BEGIN DATA FOR REVIEW

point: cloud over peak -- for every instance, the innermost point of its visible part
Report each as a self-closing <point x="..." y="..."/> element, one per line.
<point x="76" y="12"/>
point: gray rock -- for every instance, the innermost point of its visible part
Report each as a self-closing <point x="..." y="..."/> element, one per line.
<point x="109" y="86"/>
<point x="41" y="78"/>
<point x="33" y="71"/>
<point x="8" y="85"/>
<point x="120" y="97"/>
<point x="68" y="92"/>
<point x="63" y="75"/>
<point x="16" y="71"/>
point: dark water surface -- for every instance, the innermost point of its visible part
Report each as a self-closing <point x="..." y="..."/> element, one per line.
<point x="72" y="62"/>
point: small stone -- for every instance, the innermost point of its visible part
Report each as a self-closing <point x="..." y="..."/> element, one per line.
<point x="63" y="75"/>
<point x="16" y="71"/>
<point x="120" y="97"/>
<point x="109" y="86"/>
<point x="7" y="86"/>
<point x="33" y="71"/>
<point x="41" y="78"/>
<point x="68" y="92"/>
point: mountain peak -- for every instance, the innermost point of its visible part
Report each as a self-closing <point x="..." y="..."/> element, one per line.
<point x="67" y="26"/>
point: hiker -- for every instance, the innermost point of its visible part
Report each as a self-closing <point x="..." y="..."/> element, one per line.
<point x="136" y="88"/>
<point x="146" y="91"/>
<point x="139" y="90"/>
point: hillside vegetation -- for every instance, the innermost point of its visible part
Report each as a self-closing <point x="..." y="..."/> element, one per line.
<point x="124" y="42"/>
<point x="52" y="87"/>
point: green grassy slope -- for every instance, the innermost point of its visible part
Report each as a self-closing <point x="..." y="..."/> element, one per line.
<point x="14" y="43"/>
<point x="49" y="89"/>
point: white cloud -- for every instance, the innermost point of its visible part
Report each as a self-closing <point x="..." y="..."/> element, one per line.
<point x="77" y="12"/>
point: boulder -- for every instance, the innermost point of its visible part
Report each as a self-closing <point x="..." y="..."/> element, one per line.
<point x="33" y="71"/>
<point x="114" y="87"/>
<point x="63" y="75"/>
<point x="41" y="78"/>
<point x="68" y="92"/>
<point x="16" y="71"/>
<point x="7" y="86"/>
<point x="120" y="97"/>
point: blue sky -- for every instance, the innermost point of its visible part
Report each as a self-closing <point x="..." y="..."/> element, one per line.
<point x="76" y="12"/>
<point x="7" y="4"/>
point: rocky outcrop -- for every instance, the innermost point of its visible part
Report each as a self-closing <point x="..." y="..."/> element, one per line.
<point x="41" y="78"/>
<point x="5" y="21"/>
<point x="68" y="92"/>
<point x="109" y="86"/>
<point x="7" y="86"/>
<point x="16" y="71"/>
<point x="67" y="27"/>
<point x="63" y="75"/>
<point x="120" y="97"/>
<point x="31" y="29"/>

END DATA FOR REVIEW
BEGIN DATA FOR REVIEW

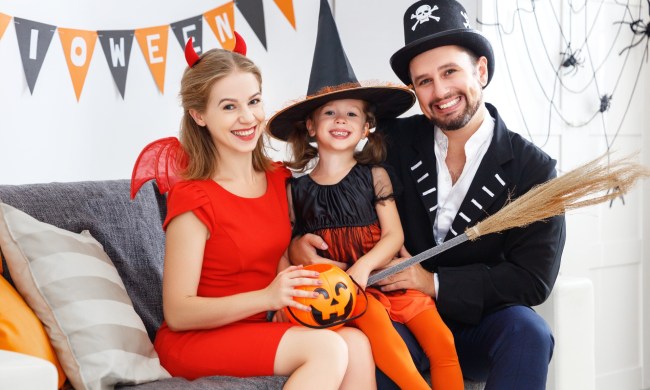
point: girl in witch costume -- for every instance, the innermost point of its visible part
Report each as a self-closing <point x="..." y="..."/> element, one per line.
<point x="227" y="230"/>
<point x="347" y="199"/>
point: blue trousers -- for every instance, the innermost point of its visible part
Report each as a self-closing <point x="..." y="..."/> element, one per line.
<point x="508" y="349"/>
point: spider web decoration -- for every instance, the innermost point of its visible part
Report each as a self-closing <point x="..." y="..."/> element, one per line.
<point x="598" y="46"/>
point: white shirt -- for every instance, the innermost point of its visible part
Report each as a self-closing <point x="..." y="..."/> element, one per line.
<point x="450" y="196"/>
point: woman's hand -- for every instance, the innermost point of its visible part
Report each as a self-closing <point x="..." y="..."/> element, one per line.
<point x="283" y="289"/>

END DATA FOR REVIEW

Could you reproduce, exactly, every line above from the line with "point: mountain peak" to the line with "point: hiker -- for", and no other line? Both ends count.

point: mountain peak -- for every instance, the innermost point of its visible part
Report each as a self-closing <point x="..." y="..."/> element, one per line.
<point x="67" y="26"/>
point: hiker -- for every instance, the innermost point of its visible part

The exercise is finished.